Exercise objective
Repeat each record below exactly, omitting whatever pictures appear in it.

Natural language region descriptions:

• • • •

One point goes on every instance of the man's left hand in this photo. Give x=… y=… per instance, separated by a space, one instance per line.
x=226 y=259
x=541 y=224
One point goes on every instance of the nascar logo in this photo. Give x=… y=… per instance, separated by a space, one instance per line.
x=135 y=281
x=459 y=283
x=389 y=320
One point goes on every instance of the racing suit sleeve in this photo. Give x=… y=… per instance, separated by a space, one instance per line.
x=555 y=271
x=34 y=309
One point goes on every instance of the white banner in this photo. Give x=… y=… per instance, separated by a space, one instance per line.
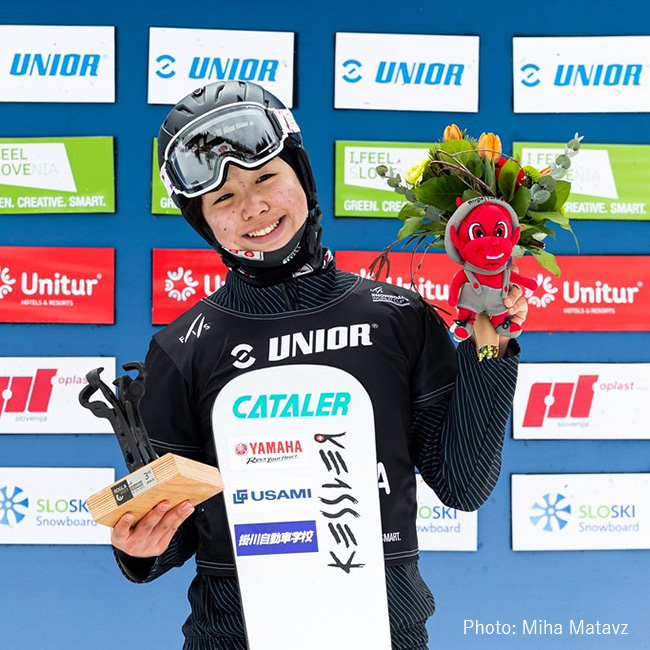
x=181 y=60
x=51 y=63
x=41 y=394
x=46 y=505
x=582 y=401
x=592 y=74
x=441 y=528
x=305 y=520
x=411 y=72
x=576 y=512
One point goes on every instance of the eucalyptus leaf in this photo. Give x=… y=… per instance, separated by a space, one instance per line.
x=409 y=210
x=562 y=190
x=411 y=225
x=541 y=196
x=521 y=201
x=508 y=179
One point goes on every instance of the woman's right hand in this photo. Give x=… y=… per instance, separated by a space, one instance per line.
x=151 y=536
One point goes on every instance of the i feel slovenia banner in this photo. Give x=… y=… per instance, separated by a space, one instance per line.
x=57 y=175
x=608 y=181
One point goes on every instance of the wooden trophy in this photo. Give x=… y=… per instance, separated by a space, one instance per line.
x=152 y=479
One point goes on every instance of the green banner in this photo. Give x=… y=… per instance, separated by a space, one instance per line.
x=57 y=175
x=608 y=181
x=160 y=201
x=359 y=191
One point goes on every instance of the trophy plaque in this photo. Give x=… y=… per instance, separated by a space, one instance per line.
x=152 y=479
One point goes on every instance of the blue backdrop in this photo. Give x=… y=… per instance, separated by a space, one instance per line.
x=74 y=596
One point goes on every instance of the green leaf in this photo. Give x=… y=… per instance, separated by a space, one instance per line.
x=521 y=201
x=411 y=225
x=562 y=189
x=546 y=260
x=508 y=179
x=409 y=210
x=469 y=194
x=441 y=192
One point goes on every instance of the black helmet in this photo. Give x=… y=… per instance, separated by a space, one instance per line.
x=199 y=140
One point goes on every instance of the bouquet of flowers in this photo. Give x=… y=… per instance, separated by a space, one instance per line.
x=459 y=168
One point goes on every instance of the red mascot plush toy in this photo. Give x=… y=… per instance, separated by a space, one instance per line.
x=480 y=235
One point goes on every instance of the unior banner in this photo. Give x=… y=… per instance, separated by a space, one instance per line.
x=306 y=525
x=47 y=505
x=582 y=401
x=359 y=191
x=609 y=293
x=56 y=175
x=442 y=528
x=580 y=512
x=57 y=63
x=608 y=181
x=182 y=60
x=181 y=277
x=57 y=285
x=585 y=74
x=41 y=394
x=406 y=72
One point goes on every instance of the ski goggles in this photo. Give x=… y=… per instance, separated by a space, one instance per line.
x=246 y=134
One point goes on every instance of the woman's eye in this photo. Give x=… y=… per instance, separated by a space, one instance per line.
x=475 y=231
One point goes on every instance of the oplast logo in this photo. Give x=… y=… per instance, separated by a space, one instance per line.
x=197 y=328
x=53 y=65
x=545 y=293
x=352 y=67
x=6 y=282
x=165 y=68
x=13 y=505
x=551 y=513
x=557 y=400
x=189 y=284
x=31 y=394
x=241 y=496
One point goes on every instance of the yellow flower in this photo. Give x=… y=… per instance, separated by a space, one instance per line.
x=452 y=132
x=489 y=147
x=414 y=174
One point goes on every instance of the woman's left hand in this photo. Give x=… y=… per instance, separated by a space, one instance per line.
x=517 y=310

• • • •

Answer section
One point goes on every instance of the man's left hand in this photo. Give x=… y=… per instance, separated by a space, one instance per line.
x=226 y=259
x=541 y=224
One point goes on every instance of the nascar logo in this photo. Give x=… y=… per instance, separated by a space, one instance per line.
x=135 y=281
x=459 y=283
x=389 y=320
One point goes on every instance of the racing suit sleeve in this photo. Give x=… y=… per instance, separated by a space, one instance per line.
x=555 y=271
x=34 y=309
One point goes on every instance of the white banner in this photo. Give x=… y=… per instance, separated by a space, one instance per line.
x=181 y=60
x=51 y=63
x=41 y=394
x=46 y=505
x=582 y=401
x=592 y=74
x=441 y=528
x=305 y=520
x=411 y=72
x=576 y=512
One point goes on every instance of the eucalyptus leaf in this photo. Give x=… y=… per instance, separated by a space, one instance per line.
x=409 y=210
x=562 y=190
x=411 y=225
x=541 y=196
x=521 y=201
x=508 y=179
One point goes on every instance of the woman's right hand in this photo. Give x=… y=… per instance, separated by a space, one instance per line.
x=151 y=536
One point goes on every instance of the i feel slovenia banner in this photo. Give x=… y=… per instance, separated by a space, one instance per line.
x=57 y=175
x=608 y=181
One point goes on every instance of the wooden trophy in this photo. Give x=… y=… per instance, separated by a space, one instance per line.
x=152 y=479
One point goes on every instance of the green banner in this photo. Give x=… y=… per instance, separated by a space, one instance per line.
x=57 y=175
x=608 y=181
x=160 y=201
x=359 y=191
One point goes on every instance of the trophy plaque in this photo. Give x=… y=… per instance, separated by a space, one instance per line.
x=152 y=479
One point goes on every instance of the blue backdrop in this photo. Give x=… y=… per instance, separated by a space, one instance per line.
x=74 y=596
One point goes on every instance of the green leaf in this photo. Give x=… y=… per instance, separated by a space, one instance per line.
x=521 y=201
x=411 y=225
x=562 y=189
x=546 y=260
x=508 y=179
x=409 y=210
x=469 y=194
x=441 y=192
One point goes on every instance of the black helmet in this photo. Give x=… y=… per instance, separated by a space, one instance per line.
x=199 y=140
One point goes on every instance of the bouquet of flowers in this photo. Give x=… y=… per instance, separated by a space, one instance per line.
x=459 y=168
One point goes on every instance of the red mascot plush toy in this photo. Give x=… y=… per instance, separated by a space, one instance per line.
x=480 y=235
One point goes on every instance of the unior banner in this photo. Give x=… y=… per instance, separated by a space, one instance per line.
x=306 y=525
x=47 y=505
x=582 y=401
x=359 y=191
x=609 y=293
x=56 y=175
x=442 y=528
x=580 y=512
x=57 y=63
x=608 y=181
x=182 y=60
x=181 y=277
x=57 y=285
x=585 y=74
x=41 y=394
x=406 y=72
One point goes on every instance of the ski goggles in this photo. Give x=… y=… per instance, separated by a space, one instance per line.
x=246 y=134
One point goes on every instance of the woman's eye in this photo. Give x=… y=… per instance, separated by a space, one instance per line.
x=475 y=231
One point goes on every instance of the oplast logo in this photo. Give x=… y=… per instance, separated by a space, one instance per line.
x=197 y=328
x=53 y=65
x=545 y=293
x=352 y=67
x=6 y=282
x=165 y=68
x=13 y=505
x=551 y=513
x=557 y=400
x=189 y=284
x=31 y=394
x=241 y=496
One point goes on every instance of the yellow flower in this photo. Give x=… y=… per instance, separated by a space, one instance per line.
x=452 y=132
x=489 y=147
x=414 y=174
One point goes on every instance of the woman's left hand in this photo. Give x=… y=… per instance, separated by a space, one instance per line.
x=517 y=310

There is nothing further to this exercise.